<<<<

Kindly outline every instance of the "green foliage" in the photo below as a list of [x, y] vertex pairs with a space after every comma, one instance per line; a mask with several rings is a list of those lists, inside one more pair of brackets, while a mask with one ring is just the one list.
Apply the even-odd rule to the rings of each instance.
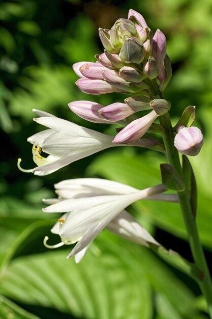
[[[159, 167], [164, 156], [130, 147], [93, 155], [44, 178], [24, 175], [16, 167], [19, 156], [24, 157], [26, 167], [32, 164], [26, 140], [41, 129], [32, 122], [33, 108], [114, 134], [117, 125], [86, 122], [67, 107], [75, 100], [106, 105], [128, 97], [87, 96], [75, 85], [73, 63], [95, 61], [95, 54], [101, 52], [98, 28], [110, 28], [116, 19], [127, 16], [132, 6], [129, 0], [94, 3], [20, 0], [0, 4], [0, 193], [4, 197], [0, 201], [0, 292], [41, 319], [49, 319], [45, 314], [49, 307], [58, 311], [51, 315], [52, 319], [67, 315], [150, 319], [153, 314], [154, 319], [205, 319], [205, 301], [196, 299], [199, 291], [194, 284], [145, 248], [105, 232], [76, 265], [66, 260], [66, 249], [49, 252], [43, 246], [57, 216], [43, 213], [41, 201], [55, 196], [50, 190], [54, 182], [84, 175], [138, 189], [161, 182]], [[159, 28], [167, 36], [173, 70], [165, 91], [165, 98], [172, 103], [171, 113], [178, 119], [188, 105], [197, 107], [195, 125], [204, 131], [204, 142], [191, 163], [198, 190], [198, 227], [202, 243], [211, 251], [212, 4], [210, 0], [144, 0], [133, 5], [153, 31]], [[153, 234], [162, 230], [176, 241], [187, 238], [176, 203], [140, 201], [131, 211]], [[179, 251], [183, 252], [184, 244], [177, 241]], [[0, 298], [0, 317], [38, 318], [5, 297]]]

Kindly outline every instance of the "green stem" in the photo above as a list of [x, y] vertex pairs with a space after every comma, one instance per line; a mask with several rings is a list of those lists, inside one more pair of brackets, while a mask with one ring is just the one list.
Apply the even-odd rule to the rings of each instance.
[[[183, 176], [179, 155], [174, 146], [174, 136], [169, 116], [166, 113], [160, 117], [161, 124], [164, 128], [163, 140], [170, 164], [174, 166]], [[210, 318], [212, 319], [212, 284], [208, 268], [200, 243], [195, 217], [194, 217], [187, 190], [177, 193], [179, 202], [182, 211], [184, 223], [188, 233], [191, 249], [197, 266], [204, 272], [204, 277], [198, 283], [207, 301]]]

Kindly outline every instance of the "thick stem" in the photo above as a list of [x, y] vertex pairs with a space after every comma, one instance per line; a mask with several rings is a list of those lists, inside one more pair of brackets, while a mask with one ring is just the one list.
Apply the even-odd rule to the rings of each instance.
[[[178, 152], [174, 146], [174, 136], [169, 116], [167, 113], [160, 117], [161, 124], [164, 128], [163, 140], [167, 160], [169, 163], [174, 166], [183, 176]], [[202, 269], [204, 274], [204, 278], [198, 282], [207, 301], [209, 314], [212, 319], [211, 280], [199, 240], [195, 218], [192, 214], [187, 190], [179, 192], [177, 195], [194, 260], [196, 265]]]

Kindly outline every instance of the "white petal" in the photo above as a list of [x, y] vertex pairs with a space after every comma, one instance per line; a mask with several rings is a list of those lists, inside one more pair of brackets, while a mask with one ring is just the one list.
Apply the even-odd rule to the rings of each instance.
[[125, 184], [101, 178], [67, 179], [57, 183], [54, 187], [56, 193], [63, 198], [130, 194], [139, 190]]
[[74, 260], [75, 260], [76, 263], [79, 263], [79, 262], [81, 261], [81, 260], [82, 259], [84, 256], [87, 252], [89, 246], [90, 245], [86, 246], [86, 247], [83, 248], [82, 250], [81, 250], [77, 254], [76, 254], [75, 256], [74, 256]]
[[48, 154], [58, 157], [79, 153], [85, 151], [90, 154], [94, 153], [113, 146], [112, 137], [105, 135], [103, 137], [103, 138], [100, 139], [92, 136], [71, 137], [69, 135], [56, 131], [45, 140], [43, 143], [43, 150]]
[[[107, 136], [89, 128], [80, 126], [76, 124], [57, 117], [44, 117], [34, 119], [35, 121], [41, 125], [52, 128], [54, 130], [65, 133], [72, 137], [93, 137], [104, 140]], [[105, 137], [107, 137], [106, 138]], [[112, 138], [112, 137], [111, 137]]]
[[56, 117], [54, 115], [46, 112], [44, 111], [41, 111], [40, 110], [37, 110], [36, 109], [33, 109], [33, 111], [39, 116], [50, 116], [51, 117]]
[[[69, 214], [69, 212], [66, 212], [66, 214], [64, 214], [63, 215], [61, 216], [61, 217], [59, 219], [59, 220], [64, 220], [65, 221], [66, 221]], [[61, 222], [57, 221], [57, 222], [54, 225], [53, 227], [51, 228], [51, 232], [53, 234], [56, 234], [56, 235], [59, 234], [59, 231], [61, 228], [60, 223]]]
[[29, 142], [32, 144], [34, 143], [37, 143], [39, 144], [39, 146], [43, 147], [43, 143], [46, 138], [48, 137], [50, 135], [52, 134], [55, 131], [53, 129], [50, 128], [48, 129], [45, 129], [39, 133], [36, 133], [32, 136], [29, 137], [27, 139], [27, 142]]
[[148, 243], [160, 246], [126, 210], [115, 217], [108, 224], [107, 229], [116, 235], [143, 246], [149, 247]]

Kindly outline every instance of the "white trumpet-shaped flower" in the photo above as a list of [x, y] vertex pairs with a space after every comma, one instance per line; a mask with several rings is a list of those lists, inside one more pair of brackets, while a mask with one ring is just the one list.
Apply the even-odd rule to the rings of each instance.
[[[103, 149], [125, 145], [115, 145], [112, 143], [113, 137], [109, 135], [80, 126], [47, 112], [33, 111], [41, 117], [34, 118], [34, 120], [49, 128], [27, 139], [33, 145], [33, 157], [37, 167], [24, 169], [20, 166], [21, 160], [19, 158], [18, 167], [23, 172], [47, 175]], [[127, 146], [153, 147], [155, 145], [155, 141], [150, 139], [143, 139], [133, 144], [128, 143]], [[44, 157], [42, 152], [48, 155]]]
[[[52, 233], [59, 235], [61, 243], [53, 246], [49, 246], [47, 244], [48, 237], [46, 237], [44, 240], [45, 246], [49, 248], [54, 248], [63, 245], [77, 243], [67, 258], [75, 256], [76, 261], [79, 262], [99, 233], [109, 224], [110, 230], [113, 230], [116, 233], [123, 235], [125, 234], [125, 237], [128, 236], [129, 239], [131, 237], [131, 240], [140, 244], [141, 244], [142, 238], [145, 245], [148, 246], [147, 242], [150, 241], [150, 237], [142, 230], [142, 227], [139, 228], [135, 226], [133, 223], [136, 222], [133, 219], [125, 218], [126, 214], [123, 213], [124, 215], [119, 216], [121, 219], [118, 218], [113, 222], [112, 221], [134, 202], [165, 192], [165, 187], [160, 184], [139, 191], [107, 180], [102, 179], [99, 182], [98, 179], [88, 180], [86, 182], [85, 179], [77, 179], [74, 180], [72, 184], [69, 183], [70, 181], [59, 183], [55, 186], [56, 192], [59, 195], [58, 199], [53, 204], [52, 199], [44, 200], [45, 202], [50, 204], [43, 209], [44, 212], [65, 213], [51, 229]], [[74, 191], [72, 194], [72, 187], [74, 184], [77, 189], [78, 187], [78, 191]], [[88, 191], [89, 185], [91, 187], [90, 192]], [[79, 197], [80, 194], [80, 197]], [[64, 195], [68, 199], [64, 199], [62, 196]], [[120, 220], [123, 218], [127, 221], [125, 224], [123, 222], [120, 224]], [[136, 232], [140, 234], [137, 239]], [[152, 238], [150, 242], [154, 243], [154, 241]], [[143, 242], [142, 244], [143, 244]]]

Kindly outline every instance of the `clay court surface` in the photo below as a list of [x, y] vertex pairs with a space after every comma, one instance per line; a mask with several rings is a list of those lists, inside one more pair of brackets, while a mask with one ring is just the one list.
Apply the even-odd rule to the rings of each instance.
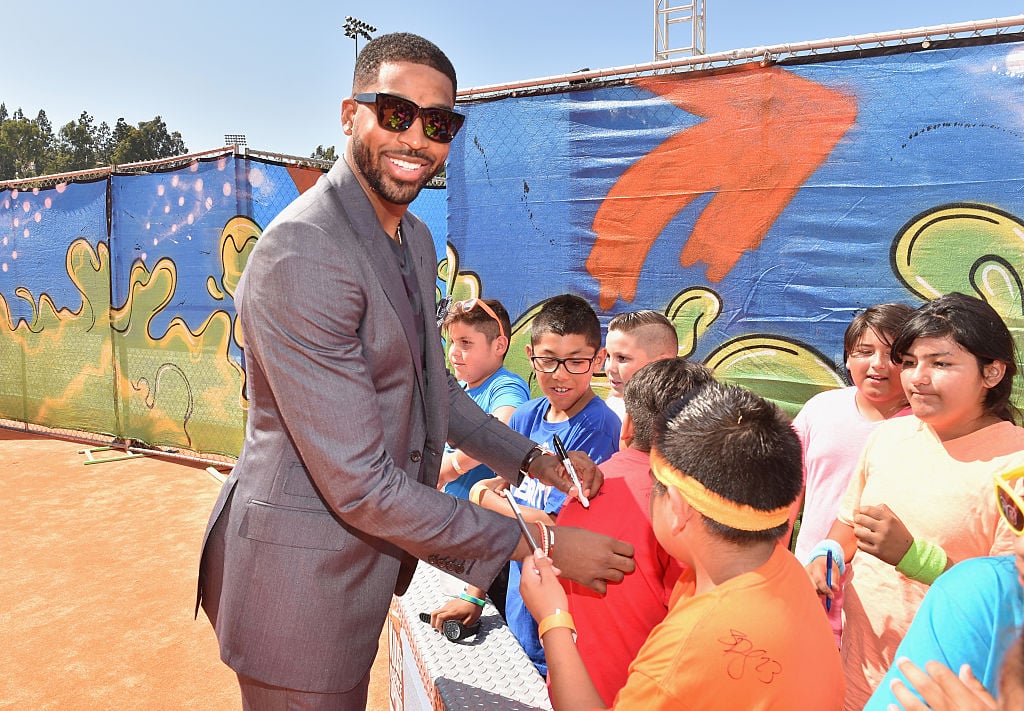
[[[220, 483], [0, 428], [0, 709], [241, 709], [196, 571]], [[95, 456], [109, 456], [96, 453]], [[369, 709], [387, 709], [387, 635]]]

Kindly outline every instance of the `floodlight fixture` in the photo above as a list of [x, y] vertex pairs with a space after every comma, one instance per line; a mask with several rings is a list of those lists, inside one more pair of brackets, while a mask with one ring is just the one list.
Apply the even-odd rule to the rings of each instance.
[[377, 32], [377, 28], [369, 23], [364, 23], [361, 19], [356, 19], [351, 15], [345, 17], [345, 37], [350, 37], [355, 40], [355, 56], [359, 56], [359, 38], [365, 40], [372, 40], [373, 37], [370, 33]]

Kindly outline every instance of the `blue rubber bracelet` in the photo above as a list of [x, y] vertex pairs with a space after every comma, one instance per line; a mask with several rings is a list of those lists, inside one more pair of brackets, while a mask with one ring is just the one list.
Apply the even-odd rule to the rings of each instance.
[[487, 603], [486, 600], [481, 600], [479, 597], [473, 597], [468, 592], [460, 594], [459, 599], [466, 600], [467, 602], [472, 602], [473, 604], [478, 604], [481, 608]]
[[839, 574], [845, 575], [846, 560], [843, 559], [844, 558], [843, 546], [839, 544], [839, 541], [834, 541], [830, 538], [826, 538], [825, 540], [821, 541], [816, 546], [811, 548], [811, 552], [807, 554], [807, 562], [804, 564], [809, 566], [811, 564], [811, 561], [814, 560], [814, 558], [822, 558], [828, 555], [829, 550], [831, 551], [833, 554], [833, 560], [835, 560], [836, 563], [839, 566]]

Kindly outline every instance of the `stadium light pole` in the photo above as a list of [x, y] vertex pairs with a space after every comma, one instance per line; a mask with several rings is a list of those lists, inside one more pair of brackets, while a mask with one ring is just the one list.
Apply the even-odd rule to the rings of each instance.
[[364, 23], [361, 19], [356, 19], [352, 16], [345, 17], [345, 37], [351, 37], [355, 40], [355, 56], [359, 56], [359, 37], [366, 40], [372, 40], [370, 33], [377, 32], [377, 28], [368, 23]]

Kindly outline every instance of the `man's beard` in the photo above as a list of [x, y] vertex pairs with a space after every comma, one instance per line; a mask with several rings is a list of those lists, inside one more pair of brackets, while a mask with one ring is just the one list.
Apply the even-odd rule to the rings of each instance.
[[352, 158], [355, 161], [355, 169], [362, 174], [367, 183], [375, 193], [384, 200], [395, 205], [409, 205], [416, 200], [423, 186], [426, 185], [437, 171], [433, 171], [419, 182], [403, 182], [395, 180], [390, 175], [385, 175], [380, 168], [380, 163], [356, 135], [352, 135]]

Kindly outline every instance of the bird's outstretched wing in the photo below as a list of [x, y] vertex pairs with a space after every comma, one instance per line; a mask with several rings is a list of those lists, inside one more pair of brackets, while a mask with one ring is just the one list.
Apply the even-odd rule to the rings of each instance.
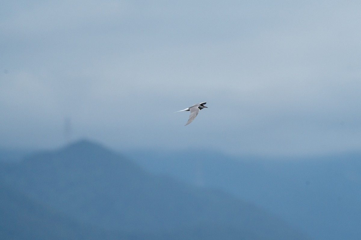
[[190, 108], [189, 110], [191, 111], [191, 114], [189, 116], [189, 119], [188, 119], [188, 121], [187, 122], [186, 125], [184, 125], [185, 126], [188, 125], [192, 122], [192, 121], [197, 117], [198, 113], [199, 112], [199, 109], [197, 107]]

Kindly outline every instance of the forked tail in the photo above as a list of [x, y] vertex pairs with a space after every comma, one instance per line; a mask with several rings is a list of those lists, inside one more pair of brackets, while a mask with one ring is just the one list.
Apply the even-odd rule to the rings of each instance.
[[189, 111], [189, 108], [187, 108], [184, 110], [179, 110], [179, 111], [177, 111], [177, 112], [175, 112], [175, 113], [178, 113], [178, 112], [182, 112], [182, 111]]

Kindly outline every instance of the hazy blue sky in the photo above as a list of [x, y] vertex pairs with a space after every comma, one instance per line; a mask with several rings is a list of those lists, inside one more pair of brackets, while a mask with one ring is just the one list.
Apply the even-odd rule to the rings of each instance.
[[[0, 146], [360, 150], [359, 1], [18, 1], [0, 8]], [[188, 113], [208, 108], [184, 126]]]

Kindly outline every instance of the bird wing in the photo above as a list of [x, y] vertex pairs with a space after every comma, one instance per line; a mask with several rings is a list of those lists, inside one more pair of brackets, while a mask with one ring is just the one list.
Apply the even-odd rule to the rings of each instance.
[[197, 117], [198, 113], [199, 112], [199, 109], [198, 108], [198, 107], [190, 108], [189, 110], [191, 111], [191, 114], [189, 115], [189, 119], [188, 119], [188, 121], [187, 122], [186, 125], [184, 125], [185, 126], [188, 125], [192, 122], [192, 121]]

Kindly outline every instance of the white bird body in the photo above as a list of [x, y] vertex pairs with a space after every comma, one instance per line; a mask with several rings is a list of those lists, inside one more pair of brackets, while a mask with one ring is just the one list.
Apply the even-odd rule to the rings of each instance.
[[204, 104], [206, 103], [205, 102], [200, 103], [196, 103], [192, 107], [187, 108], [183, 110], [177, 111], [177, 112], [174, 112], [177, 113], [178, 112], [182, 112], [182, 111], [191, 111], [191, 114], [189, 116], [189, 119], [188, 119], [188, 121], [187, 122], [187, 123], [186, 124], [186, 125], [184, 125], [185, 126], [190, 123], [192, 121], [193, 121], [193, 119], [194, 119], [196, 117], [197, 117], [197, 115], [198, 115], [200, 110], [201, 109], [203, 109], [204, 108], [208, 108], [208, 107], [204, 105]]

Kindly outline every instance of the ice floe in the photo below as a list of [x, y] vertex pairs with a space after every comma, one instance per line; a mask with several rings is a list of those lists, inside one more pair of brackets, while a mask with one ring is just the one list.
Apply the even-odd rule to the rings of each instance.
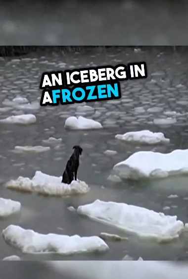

>>>>

What is being asked => From the line containing "Kindly outline every instance of the ice" through the last line of the material above, write out each line exactly, leaving aside all pictures.

Complete answer =>
Kindly outline every instance of the ice floe in the photo below as a list of [x, y] vertex pairs with a space after every comma, one instance per line; a mask with several rings is a list of those lists, inside one more pair of brackets, while a mask with one ring is just the one list.
Apply the even-odd rule to the rings of each instance.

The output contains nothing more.